DO THIS: In the stretch from the line containing "the soil, each" through the end of the records, change "Outlines" to "Boundaries" and give back those lines with everything else unchanged.

Shape boundary entries:
════
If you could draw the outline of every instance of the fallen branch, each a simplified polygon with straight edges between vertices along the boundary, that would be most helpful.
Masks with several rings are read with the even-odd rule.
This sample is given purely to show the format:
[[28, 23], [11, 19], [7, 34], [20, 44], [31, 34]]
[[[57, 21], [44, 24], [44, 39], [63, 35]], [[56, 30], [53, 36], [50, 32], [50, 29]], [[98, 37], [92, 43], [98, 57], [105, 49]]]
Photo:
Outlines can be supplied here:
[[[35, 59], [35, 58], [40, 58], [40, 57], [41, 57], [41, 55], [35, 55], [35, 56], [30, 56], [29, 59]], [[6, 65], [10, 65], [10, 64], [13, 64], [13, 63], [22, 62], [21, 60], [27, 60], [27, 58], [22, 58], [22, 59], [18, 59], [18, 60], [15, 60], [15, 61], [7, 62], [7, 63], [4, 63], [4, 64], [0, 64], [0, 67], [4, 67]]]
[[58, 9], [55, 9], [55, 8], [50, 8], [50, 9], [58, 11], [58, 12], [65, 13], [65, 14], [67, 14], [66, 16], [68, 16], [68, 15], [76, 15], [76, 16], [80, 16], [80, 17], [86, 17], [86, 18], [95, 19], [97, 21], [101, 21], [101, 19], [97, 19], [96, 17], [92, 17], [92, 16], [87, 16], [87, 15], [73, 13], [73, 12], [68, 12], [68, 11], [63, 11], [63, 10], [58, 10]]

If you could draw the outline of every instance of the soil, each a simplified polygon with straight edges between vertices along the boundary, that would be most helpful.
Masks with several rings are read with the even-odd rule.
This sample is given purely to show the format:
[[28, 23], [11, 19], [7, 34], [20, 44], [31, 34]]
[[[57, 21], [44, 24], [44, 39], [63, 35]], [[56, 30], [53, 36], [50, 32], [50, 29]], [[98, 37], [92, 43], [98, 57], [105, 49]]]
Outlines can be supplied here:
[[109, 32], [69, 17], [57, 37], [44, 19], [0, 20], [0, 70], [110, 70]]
════
COMPLETED EXERCISE:
If you could draw the outline of every instance of the soil, each a simplified polygon with straight edges between vertices along the boundary, that would be most helpful.
Masks with several rings are read with the even-odd rule.
This sample is given purely to show the format:
[[28, 23], [11, 19], [7, 34], [20, 44], [31, 34]]
[[[57, 21], [44, 24], [44, 39], [63, 35]], [[56, 30], [53, 36], [50, 32], [50, 29]], [[98, 37], [92, 43], [98, 57], [105, 49]]]
Boundaries can be supplied here:
[[109, 32], [69, 17], [57, 37], [44, 19], [0, 20], [0, 70], [110, 70]]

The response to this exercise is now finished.